[START Records]
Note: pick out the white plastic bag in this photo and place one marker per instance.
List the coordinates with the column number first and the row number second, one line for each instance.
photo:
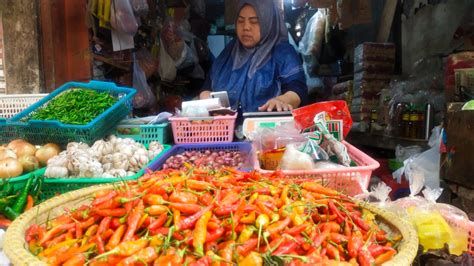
column 123, row 20
column 144, row 97
column 423, row 168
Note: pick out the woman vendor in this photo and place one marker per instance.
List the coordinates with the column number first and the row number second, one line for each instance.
column 260, row 70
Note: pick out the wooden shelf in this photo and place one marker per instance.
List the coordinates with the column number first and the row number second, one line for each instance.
column 381, row 141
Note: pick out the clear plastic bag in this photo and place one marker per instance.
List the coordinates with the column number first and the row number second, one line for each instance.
column 123, row 20
column 140, row 7
column 144, row 97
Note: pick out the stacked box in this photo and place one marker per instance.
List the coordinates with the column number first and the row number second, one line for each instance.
column 374, row 64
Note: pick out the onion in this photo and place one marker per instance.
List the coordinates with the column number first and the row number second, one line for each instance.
column 46, row 152
column 7, row 153
column 29, row 163
column 22, row 148
column 10, row 167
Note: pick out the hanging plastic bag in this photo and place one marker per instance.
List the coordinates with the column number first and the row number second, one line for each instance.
column 167, row 68
column 140, row 7
column 123, row 20
column 144, row 97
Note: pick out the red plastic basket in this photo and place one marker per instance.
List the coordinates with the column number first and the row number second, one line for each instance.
column 350, row 180
column 203, row 129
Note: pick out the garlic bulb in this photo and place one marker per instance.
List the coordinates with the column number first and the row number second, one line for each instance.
column 120, row 161
column 58, row 160
column 56, row 171
column 102, row 148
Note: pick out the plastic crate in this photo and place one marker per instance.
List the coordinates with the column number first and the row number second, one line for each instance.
column 463, row 224
column 350, row 180
column 44, row 131
column 203, row 129
column 54, row 186
column 145, row 134
column 12, row 104
column 244, row 147
column 19, row 182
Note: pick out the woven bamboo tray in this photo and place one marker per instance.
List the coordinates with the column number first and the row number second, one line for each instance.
column 17, row 251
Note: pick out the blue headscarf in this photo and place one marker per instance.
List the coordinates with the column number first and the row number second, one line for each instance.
column 272, row 31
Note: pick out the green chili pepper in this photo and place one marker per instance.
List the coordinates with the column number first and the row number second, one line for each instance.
column 76, row 106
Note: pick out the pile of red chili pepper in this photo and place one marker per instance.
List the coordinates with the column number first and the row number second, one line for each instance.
column 224, row 217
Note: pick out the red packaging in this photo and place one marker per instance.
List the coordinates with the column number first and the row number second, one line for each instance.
column 336, row 110
column 455, row 61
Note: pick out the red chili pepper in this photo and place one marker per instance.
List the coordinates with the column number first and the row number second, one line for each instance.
column 364, row 258
column 206, row 199
column 285, row 248
column 278, row 226
column 133, row 220
column 88, row 222
column 338, row 238
column 246, row 247
column 101, row 199
column 159, row 222
column 4, row 223
column 330, row 226
column 144, row 256
column 104, row 225
column 230, row 198
column 360, row 223
column 190, row 221
column 320, row 238
column 333, row 252
column 354, row 244
column 54, row 231
column 183, row 197
column 296, row 230
column 377, row 250
column 198, row 185
column 186, row 208
column 334, row 210
column 227, row 209
column 317, row 188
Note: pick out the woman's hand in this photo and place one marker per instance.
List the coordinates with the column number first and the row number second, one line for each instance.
column 285, row 102
column 275, row 104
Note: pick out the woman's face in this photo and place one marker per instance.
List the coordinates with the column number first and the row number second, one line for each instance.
column 248, row 27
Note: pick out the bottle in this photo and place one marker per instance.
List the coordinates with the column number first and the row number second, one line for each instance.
column 414, row 123
column 373, row 119
column 406, row 122
column 428, row 121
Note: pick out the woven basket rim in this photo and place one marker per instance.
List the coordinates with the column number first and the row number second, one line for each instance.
column 18, row 254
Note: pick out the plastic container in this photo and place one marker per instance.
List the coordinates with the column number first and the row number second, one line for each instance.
column 44, row 131
column 464, row 225
column 12, row 104
column 244, row 147
column 19, row 182
column 203, row 129
column 145, row 134
column 54, row 186
column 350, row 180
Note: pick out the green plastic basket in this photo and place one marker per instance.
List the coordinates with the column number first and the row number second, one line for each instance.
column 55, row 186
column 145, row 134
column 19, row 182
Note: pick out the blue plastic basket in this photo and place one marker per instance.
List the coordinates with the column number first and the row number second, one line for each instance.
column 145, row 134
column 44, row 131
column 244, row 147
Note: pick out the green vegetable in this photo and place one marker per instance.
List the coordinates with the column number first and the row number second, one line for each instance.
column 76, row 106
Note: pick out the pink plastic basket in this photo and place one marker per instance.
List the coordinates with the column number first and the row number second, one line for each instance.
column 465, row 225
column 350, row 180
column 203, row 129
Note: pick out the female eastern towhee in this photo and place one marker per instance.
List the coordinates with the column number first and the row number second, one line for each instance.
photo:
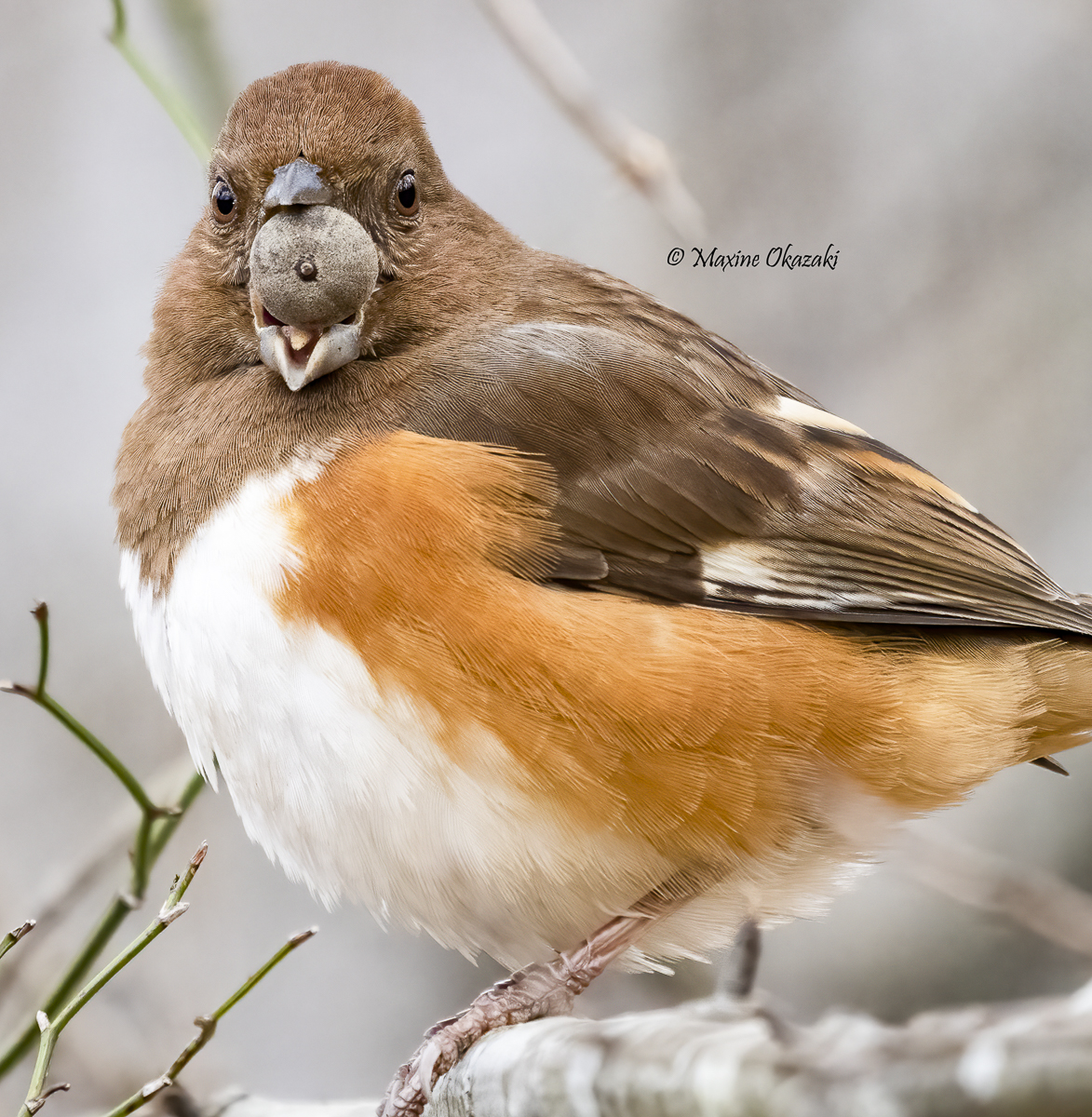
column 519, row 607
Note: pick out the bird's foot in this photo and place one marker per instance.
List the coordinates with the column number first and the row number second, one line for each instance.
column 541, row 989
column 545, row 989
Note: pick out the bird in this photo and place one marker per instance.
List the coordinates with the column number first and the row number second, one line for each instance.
column 519, row 607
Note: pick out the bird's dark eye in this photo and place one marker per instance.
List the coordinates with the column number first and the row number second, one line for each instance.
column 405, row 195
column 223, row 202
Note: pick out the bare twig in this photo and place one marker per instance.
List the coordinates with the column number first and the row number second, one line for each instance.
column 1035, row 898
column 51, row 1028
column 171, row 100
column 207, row 1028
column 15, row 936
column 641, row 156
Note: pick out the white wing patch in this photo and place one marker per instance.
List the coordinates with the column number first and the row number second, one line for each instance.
column 807, row 416
column 756, row 567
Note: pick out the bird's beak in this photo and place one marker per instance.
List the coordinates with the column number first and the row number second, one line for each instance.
column 313, row 268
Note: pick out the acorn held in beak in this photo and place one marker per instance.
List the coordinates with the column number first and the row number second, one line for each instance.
column 312, row 271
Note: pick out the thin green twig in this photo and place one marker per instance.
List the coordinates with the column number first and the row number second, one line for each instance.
column 207, row 1028
column 40, row 697
column 171, row 100
column 40, row 613
column 112, row 919
column 13, row 936
column 51, row 1028
column 156, row 827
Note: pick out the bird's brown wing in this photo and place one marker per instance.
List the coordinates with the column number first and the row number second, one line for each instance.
column 698, row 478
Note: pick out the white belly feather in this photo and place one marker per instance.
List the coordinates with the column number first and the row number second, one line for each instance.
column 347, row 790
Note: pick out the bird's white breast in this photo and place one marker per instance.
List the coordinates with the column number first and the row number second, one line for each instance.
column 345, row 786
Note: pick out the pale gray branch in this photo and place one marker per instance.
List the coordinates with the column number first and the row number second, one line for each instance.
column 641, row 156
column 1035, row 898
column 729, row 1059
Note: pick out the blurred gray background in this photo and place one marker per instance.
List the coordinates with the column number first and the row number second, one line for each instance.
column 945, row 150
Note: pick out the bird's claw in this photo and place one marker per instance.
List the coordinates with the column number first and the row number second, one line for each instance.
column 537, row 991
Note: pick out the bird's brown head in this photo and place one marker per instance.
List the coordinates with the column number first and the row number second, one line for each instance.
column 323, row 191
[END Records]
● Directive
Please update all the records above by replacing "place one marker per instance" with "put a single marker on each instance" and keeping every other word unchanged. Leave the pictures out of your answer.

● Solution below
Note: pick out the white plastic bag in this photo and put a single marker on each instance.
List the coordinates with the column number first and the row number second, one line for each instance.
photo:
column 123, row 20
column 144, row 97
column 423, row 168
Note: pick out the woman vendor in this photo and put a single marker on each instance.
List the coordinates with the column number first and the row number second, one line for each instance.
column 260, row 70
Note: pick out the wooden shelf in this photo and put a single marker on each instance.
List the coordinates with the column number first and the row number second, one line for each instance.
column 381, row 141
Note: pick out the clear plastic bag in this photo and put a single marker on each instance.
List the coordinates with the column number first and the row number second, one line for each instance.
column 123, row 20
column 140, row 7
column 144, row 97
Note: pick out the stacked box in this photo and put a single marker on each instance.
List the coordinates with the column number first and the row number second, one line for each instance.
column 374, row 64
Note: pick out the onion in this photo and put a single marker on each instance.
List the coordinates with the column number first and the row number second, one line for each instance.
column 46, row 152
column 7, row 153
column 29, row 163
column 22, row 148
column 10, row 167
Note: pick out the hanging plastic bag in this photo and put a single marker on each instance.
List the coordinates with the column number first and the row number second, one line for each instance.
column 167, row 68
column 140, row 7
column 123, row 20
column 144, row 97
Note: pick out the red plastic basket in this photo and put a single marker on each instance.
List the coordinates with the column number first and the row number second, one line for each instance.
column 350, row 180
column 203, row 129
Note: pick out the garlic bulb in this photo and put a single marker on each instance.
List the coordinates with the column number first and the row number second, one line for each instance.
column 120, row 161
column 58, row 160
column 56, row 171
column 102, row 148
Note: pick out the plastic crate in this photo and put a single marker on each instance.
List the coordinates with the column number first and the row number second, one line for each instance.
column 463, row 224
column 350, row 180
column 44, row 131
column 203, row 129
column 54, row 186
column 145, row 134
column 12, row 104
column 244, row 147
column 19, row 182
Note: pick out the woven bamboo tray in this photo and put a single marker on each instance.
List the coordinates with the column number first and the row number second, one line for each instance.
column 17, row 251
Note: pick out the blue headscarf in this photo and put a single marker on each instance.
List the coordinates with the column number first and the row number second, one line for each instance.
column 272, row 31
Note: pick out the green chili pepper in this photo and put a single marker on each instance.
List the coordinates with the column number first and the row number second, one line for each instance.
column 76, row 106
Note: pick out the pile of red chili pepper in this photo and put a single marker on each instance.
List the coordinates with the column number first and the row number second, one line for each instance.
column 224, row 217
Note: pick out the red packaging in this photo and put a single marker on each instance.
List the coordinates with the column number first and the row number second, one line for each instance.
column 336, row 110
column 455, row 61
Note: pick out the red chili pepper in this photo and put a single marker on each instance.
List the coordinates with the column number first and the row number second, one line for each instance.
column 364, row 258
column 206, row 199
column 285, row 248
column 278, row 226
column 133, row 220
column 88, row 222
column 338, row 238
column 246, row 247
column 101, row 199
column 159, row 222
column 4, row 223
column 330, row 226
column 144, row 256
column 104, row 225
column 230, row 198
column 360, row 223
column 190, row 221
column 320, row 238
column 333, row 252
column 354, row 244
column 54, row 231
column 183, row 197
column 296, row 230
column 377, row 250
column 198, row 185
column 186, row 208
column 334, row 210
column 227, row 209
column 317, row 188
Note: pick out the woman's hand in this photo and put a single marker on each instance.
List the coordinates with the column number first and the row number second, one line for each instance.
column 285, row 102
column 275, row 104
Note: pick out the woman's face in this photo and put a single marker on each instance.
List the coordinates with the column number first and the row number second, one line for each instance.
column 248, row 27
Note: pick out the bottle in this photo and put a single marker on each instance.
List the coordinates with the column number first and the row number second, one line for each instance.
column 414, row 123
column 373, row 119
column 406, row 122
column 428, row 121
Note: pick out the woven basket rim in this photo and put a single marker on each instance.
List the coordinates with the column number first and the row number second, one line for each instance.
column 18, row 254
Note: pick out the plastic container in this photo and put a single marker on each instance.
List the coordinates with the column number first and the row number second, one line for each instance.
column 44, row 131
column 464, row 225
column 12, row 104
column 244, row 147
column 19, row 182
column 203, row 129
column 145, row 134
column 54, row 186
column 350, row 180
Note: pick out the green plastic basket in this photo and put a single marker on each instance.
List the coordinates with the column number first and the row number second, one line for each instance.
column 55, row 186
column 145, row 134
column 19, row 182
Note: pick out the blue plastic basket in this photo and put a single marker on each instance.
List the coordinates with the column number first and the row number second, one line for each instance.
column 145, row 134
column 44, row 131
column 244, row 147
Note: pick out the green vegetable in this photo and put a single marker on each instance.
List the coordinates with the column number first and the row number second, one line for each instance.
column 76, row 106
Note: pick out the pink plastic basket in this photo and put a single marker on each instance.
List the coordinates with the column number first and the row number second, one line for each instance.
column 465, row 225
column 350, row 180
column 203, row 129
Note: pick out the female eastern towhee in this photo and put a single marker on each instance.
List the coordinates with the column number first and the row number second, one line for each instance.
photo:
column 519, row 607
Note: pick out the bird's foot in this photo and put a single marker on each instance.
List the coordinates with the column number first and the row number second, one line for each instance.
column 541, row 989
column 545, row 989
Note: pick out the bird in this photo and put a single marker on each instance.
List the coordinates with the column number first and the row number second, one line for each instance.
column 519, row 607
Note: pick out the bird's dark eye in this photo and put a single marker on each instance.
List the coordinates with the column number first and the row number second, one line for each instance.
column 405, row 195
column 223, row 202
Note: pick out the bare twig in this photo and put a single marker on each instance.
List the coordinates with the column number first and the row number second, one line for each instance.
column 1035, row 898
column 51, row 1028
column 171, row 100
column 207, row 1028
column 15, row 936
column 641, row 156
Note: pick out the white wing patch in this photo and put a single marker on each instance.
List the coordinates with the column number first and the row number second, one line for each instance.
column 807, row 416
column 756, row 567
Note: pick out the bird's beak in this photo and put a single marker on each instance.
List the coordinates with the column number first and the row number second, one line for each instance.
column 313, row 268
Note: pick out the acorn held in beak in this photo and put a single marker on each instance.
List the coordinates with the column number first and the row number second, one line for each instance.
column 312, row 271
Note: pick out the thin green twig in this photo and put a single marker on each instance.
List the coordinates with the column number first and the row number second, one line for each instance.
column 207, row 1028
column 40, row 697
column 171, row 100
column 40, row 613
column 112, row 919
column 13, row 936
column 51, row 1028
column 156, row 827
Note: pick out the bird's brown wing in this photo and put a single marker on each instance.
List the coordinates with the column number first and the row number second, one line for each instance.
column 698, row 478
Note: pick out the white belly feather in this photo and put a single marker on each instance.
List the coordinates with the column number first and the row number second, one line for each instance.
column 347, row 790
Note: pick out the bird's white breast in this photo and put a single marker on each instance.
List the coordinates with the column number first and the row number second, one line for each instance.
column 345, row 786
Note: pick out the pale gray branch in this photo and put a single marker on each instance.
List the coordinates with the column number first and the row number second, one line for each instance.
column 641, row 156
column 1035, row 898
column 729, row 1059
Note: pick out the blurred gray background in this photo and put a single marker on each instance.
List the coordinates with the column number first and the row number second, one line for each instance.
column 945, row 150
Note: pick out the bird's claw in this photo and put a single marker on each instance.
List the coordinates with the column number first and the row number second, one line for each instance.
column 537, row 991
Note: pick out the bird's brown head in this photo and put a single marker on each instance.
List the coordinates with the column number first and the row number second, one line for each instance.
column 323, row 191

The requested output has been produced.